#### Excerpt provided

Monday, February 25, 2008

Show Me to Your Shechem

Abram passed through the country as far as Shechem and the Oak of Moreh. At that time the Canaanites occupied the land. God appeared to Abram and said, "I will give this land to your children." Abram built an altar at the place God had appeared to him."
Genesis 12:6-7

At one point in the Bible Study I'm doing, He Speaks to Me by Priscilla Shirer, we're asked to define our Shechems -- the places where God has obviously shown up in our lives. I listed a number of things in my member's book, but since the focus of my blog (thus far) has been me working through pregnancy losses, I thought I'd share my Shechem of pregnancy success (along with some bonus tidbits of adoptive child acquisition). It's a story of miracle upon miracle knit together with strands of miracles, and an experience that's completely beyond me. It's a story that I hardly believe is my own.

When James and I had been married a year, we decided to start trying for a family. We'd had enough of sleeping in, weekends away, and Saturdays on the golf course. We wanted spit up and dirty diapers. I made an appointment for an exam and we began our journey towards conception, if you know what I mean. Before my exam, however, in a whirlwind turn of events, we had the opportunity to take in a 9-month old foster child -- a little boy called Bub (not his real name). Over the course of a couple of weeks, we completed our foster care paperwork, did our home visit, began parenting classes, and took in the boy. The very day after he came to live with us, I went to my preconception appointment.

Localization data with one point per instance
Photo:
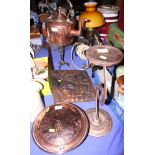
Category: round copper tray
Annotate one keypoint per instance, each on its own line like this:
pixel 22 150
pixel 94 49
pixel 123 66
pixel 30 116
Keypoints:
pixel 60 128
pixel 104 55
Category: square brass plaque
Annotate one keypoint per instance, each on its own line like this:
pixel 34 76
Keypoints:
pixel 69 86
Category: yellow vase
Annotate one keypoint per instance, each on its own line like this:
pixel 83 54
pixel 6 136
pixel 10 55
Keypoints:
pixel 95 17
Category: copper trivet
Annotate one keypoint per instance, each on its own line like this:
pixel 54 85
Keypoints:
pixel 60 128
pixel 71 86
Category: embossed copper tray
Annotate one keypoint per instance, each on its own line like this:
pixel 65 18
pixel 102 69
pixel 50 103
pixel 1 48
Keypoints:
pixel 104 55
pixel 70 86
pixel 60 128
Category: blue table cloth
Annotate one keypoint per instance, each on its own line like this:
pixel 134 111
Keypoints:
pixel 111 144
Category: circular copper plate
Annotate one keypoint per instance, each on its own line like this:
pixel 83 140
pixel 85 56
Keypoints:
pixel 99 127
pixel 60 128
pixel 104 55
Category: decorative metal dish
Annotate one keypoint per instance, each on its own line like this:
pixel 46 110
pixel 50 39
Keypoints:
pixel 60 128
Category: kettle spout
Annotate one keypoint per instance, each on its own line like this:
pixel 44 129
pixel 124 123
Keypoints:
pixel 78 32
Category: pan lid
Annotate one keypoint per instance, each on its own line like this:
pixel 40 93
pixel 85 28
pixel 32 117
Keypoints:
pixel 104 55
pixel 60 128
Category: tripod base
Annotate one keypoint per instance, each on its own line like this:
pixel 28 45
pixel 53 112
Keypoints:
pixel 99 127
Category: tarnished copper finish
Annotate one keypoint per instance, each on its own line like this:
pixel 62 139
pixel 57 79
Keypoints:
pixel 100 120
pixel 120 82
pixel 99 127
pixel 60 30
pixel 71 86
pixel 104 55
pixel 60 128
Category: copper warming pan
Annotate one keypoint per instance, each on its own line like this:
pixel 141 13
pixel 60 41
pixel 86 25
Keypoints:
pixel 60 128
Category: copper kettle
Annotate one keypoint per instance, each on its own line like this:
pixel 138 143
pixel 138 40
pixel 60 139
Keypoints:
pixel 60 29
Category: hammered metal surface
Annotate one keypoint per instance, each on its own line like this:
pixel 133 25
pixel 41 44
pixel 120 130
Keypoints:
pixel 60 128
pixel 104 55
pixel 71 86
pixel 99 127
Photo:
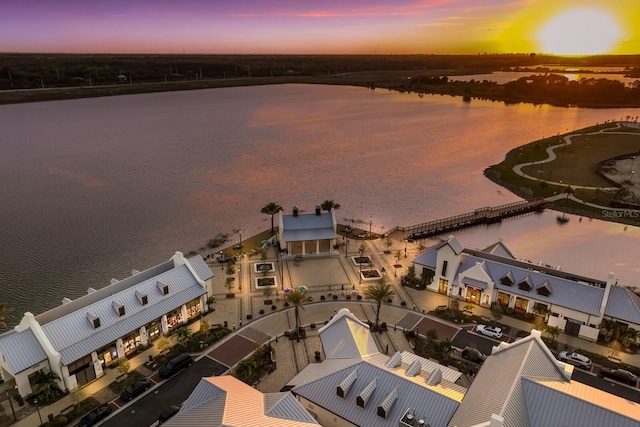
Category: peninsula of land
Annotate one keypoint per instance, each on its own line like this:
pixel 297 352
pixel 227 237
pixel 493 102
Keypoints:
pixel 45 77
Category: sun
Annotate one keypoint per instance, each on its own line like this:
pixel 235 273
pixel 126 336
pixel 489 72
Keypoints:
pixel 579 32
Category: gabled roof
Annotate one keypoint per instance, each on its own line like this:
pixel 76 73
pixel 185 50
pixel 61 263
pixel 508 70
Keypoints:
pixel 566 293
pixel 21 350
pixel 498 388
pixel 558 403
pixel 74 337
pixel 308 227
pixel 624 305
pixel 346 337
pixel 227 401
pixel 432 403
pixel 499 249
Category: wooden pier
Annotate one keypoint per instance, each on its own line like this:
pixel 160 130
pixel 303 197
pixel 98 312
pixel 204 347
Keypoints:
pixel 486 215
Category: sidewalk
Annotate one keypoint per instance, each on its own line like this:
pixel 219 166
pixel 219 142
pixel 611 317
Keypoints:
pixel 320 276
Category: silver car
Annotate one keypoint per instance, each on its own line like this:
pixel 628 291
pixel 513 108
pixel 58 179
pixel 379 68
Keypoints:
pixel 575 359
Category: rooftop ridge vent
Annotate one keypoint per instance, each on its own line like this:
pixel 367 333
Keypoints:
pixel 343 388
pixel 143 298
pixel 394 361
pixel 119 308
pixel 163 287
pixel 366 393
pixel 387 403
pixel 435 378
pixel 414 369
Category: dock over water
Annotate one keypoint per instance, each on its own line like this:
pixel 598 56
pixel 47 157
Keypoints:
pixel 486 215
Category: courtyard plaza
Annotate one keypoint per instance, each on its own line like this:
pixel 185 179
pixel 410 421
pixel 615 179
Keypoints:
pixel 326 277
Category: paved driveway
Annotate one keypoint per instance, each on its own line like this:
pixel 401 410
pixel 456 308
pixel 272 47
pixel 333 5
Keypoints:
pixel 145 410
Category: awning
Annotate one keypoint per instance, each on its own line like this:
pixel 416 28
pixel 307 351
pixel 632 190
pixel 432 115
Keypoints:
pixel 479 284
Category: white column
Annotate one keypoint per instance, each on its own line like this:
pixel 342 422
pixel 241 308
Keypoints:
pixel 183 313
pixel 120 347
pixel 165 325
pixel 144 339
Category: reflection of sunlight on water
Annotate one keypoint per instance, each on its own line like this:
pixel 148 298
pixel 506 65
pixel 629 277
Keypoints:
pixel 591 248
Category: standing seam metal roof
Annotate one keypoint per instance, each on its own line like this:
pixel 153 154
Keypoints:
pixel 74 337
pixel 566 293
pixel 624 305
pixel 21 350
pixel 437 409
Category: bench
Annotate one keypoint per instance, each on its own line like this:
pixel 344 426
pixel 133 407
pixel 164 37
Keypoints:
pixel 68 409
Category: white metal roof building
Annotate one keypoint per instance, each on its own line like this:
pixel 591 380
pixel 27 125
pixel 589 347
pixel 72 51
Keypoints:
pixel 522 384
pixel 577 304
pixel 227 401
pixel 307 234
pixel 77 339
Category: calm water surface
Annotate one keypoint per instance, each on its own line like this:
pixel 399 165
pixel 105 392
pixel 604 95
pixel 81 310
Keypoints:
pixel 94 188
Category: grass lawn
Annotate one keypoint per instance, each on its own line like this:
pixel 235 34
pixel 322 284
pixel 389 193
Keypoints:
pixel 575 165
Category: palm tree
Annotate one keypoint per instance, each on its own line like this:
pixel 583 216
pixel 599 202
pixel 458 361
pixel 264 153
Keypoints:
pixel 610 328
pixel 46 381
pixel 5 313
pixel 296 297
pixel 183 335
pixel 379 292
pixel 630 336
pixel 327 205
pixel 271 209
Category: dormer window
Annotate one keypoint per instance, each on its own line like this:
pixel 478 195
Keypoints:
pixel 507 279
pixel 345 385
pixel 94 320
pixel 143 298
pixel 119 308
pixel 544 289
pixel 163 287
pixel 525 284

#### Instructions to follow
Copy the Shechem blog post between "When James and" and "my preconception appointment.", inclusive, swapping "golf course" for "tennis court".

#### Answer to this exercise
When James and I had been married a year, we decided to start trying for a family. We'd had enough of sleeping in, weekends away, and Saturdays on the tennis court. We wanted spit up and dirty diapers. I made an appointment for an exam and we began our journey towards conception, if you know what I mean. Before my exam, however, in a whirlwind turn of events, we had the opportunity to take in a 9-month old foster child -- a little boy called Bub (not his real name). Over the course of a couple of weeks, we completed our foster care paperwork, did our home visit, began parenting classes, and took in the boy. The very day after he came to live with us, I went to my preconception appointment.